## TASK REQUIREMENTS
You are asked to write out the full listing exactly as it stands.

## DATA RECORDS
-- Opening Marker --

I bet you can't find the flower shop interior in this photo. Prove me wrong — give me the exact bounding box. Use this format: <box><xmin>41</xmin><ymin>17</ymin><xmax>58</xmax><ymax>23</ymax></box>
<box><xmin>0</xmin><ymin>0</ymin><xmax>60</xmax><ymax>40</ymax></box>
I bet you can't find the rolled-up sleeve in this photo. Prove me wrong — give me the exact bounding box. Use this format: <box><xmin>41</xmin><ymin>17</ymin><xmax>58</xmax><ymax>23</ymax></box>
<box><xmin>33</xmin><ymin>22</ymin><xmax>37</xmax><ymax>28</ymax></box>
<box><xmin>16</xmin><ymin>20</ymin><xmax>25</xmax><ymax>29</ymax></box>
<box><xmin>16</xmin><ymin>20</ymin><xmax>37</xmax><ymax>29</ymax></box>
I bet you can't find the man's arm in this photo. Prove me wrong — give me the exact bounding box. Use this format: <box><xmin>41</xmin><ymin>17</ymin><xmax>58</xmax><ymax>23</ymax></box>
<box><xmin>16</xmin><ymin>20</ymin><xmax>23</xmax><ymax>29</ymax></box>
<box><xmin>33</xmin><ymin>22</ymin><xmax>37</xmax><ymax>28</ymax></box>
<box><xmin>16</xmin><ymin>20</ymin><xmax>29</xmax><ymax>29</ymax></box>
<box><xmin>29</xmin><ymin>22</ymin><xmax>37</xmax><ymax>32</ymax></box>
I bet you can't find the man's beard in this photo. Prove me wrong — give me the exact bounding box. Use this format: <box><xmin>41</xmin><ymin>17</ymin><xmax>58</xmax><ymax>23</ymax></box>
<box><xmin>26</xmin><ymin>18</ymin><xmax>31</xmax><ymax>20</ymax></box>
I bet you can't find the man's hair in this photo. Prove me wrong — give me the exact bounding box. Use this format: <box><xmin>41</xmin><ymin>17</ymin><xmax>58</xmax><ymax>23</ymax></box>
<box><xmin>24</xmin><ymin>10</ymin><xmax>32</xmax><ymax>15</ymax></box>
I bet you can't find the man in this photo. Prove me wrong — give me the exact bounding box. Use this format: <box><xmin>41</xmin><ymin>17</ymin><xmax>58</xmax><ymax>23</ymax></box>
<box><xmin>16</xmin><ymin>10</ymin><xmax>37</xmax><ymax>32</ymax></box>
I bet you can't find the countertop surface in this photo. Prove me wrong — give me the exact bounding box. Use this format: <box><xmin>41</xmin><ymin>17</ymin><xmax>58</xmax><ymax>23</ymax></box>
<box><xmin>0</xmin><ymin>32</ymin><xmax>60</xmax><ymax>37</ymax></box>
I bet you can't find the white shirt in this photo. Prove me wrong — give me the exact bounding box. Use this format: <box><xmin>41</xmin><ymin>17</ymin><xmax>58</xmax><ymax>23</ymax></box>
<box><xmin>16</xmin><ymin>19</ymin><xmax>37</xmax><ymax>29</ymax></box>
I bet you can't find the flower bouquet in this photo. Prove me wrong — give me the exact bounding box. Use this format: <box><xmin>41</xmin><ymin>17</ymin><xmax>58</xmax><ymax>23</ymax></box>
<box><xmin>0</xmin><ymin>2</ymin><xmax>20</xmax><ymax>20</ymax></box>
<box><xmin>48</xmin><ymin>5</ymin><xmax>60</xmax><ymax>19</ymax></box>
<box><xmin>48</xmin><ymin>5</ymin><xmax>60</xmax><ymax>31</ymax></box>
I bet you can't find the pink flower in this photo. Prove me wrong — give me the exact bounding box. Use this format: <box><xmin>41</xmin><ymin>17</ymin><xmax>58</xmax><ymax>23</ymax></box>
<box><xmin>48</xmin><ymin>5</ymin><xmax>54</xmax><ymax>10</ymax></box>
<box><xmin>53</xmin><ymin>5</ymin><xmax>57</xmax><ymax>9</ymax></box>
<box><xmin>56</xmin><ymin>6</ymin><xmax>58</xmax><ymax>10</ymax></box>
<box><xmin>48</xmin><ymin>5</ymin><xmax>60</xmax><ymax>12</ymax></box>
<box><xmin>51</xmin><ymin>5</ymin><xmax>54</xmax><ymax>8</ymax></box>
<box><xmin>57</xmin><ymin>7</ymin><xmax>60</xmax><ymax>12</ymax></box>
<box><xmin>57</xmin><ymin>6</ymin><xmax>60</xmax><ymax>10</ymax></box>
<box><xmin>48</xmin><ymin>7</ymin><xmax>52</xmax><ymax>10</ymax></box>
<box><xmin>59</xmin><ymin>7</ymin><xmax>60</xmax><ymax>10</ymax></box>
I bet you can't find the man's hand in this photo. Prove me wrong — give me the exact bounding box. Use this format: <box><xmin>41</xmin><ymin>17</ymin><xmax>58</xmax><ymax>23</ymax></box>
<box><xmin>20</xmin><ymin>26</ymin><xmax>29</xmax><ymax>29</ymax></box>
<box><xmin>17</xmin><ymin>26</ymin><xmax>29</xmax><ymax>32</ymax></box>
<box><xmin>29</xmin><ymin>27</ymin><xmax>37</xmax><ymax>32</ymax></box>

-- Closing Marker --

## ANSWER TO THIS PROBLEM
I bet you can't find the flower shop interior in this photo. Prove me wrong — give me the exact bounding box. Use this format: <box><xmin>41</xmin><ymin>17</ymin><xmax>58</xmax><ymax>23</ymax></box>
<box><xmin>0</xmin><ymin>0</ymin><xmax>60</xmax><ymax>40</ymax></box>
I bet you can't find the rolled-up sleeve in this photo. Prove me wrong — give me the exact bounding box. Use this format: <box><xmin>41</xmin><ymin>17</ymin><xmax>58</xmax><ymax>23</ymax></box>
<box><xmin>33</xmin><ymin>22</ymin><xmax>37</xmax><ymax>28</ymax></box>
<box><xmin>16</xmin><ymin>20</ymin><xmax>25</xmax><ymax>29</ymax></box>
<box><xmin>16</xmin><ymin>20</ymin><xmax>37</xmax><ymax>29</ymax></box>
I bet you can't find the man's arm in this photo. Prove me wrong — give me the exact bounding box. Use this format: <box><xmin>41</xmin><ymin>17</ymin><xmax>58</xmax><ymax>23</ymax></box>
<box><xmin>16</xmin><ymin>20</ymin><xmax>23</xmax><ymax>29</ymax></box>
<box><xmin>33</xmin><ymin>22</ymin><xmax>37</xmax><ymax>28</ymax></box>
<box><xmin>16</xmin><ymin>20</ymin><xmax>29</xmax><ymax>29</ymax></box>
<box><xmin>29</xmin><ymin>22</ymin><xmax>37</xmax><ymax>32</ymax></box>
I bet you can't find the man's beard in this photo. Prove me wrong — give me the exact bounding box. Use this format: <box><xmin>41</xmin><ymin>17</ymin><xmax>58</xmax><ymax>23</ymax></box>
<box><xmin>26</xmin><ymin>18</ymin><xmax>31</xmax><ymax>20</ymax></box>
I bet you can't find the man's hair in this photo. Prove me wrong — give me the exact bounding box. Use this format: <box><xmin>41</xmin><ymin>17</ymin><xmax>58</xmax><ymax>23</ymax></box>
<box><xmin>24</xmin><ymin>10</ymin><xmax>32</xmax><ymax>15</ymax></box>
I bet you can't find the man in this photo. Prove me wrong — give me the exact bounding box. Use this format: <box><xmin>41</xmin><ymin>17</ymin><xmax>58</xmax><ymax>23</ymax></box>
<box><xmin>16</xmin><ymin>10</ymin><xmax>37</xmax><ymax>32</ymax></box>
I bet you can't find the countertop surface in this photo. Prove me wrong — give me the exact bounding box. Use this format: <box><xmin>41</xmin><ymin>17</ymin><xmax>58</xmax><ymax>23</ymax></box>
<box><xmin>0</xmin><ymin>32</ymin><xmax>60</xmax><ymax>37</ymax></box>
I bet you can't find the white shirt in this photo. Prove me wrong — give me the exact bounding box. Use this format: <box><xmin>41</xmin><ymin>17</ymin><xmax>58</xmax><ymax>23</ymax></box>
<box><xmin>16</xmin><ymin>19</ymin><xmax>37</xmax><ymax>29</ymax></box>
I bet you can't find the flower bouquet in this photo. Prove me wrong — give me the exact bounding box. Use this format: <box><xmin>41</xmin><ymin>17</ymin><xmax>58</xmax><ymax>23</ymax></box>
<box><xmin>0</xmin><ymin>2</ymin><xmax>20</xmax><ymax>20</ymax></box>
<box><xmin>48</xmin><ymin>5</ymin><xmax>60</xmax><ymax>19</ymax></box>
<box><xmin>48</xmin><ymin>5</ymin><xmax>60</xmax><ymax>31</ymax></box>
I bet you can't find the pink flower in this photo. Prove me wrong — give me the exact bounding box. Use this format: <box><xmin>41</xmin><ymin>17</ymin><xmax>58</xmax><ymax>23</ymax></box>
<box><xmin>48</xmin><ymin>5</ymin><xmax>54</xmax><ymax>10</ymax></box>
<box><xmin>53</xmin><ymin>5</ymin><xmax>57</xmax><ymax>9</ymax></box>
<box><xmin>56</xmin><ymin>6</ymin><xmax>58</xmax><ymax>10</ymax></box>
<box><xmin>48</xmin><ymin>5</ymin><xmax>60</xmax><ymax>12</ymax></box>
<box><xmin>51</xmin><ymin>5</ymin><xmax>54</xmax><ymax>8</ymax></box>
<box><xmin>57</xmin><ymin>7</ymin><xmax>60</xmax><ymax>12</ymax></box>
<box><xmin>57</xmin><ymin>6</ymin><xmax>60</xmax><ymax>10</ymax></box>
<box><xmin>48</xmin><ymin>7</ymin><xmax>52</xmax><ymax>10</ymax></box>
<box><xmin>59</xmin><ymin>7</ymin><xmax>60</xmax><ymax>10</ymax></box>
I bet you can't find the man's hand in this photo. Prove me wrong — give me the exact bounding box. Use this format: <box><xmin>41</xmin><ymin>17</ymin><xmax>58</xmax><ymax>23</ymax></box>
<box><xmin>20</xmin><ymin>26</ymin><xmax>29</xmax><ymax>29</ymax></box>
<box><xmin>17</xmin><ymin>26</ymin><xmax>29</xmax><ymax>32</ymax></box>
<box><xmin>29</xmin><ymin>27</ymin><xmax>37</xmax><ymax>32</ymax></box>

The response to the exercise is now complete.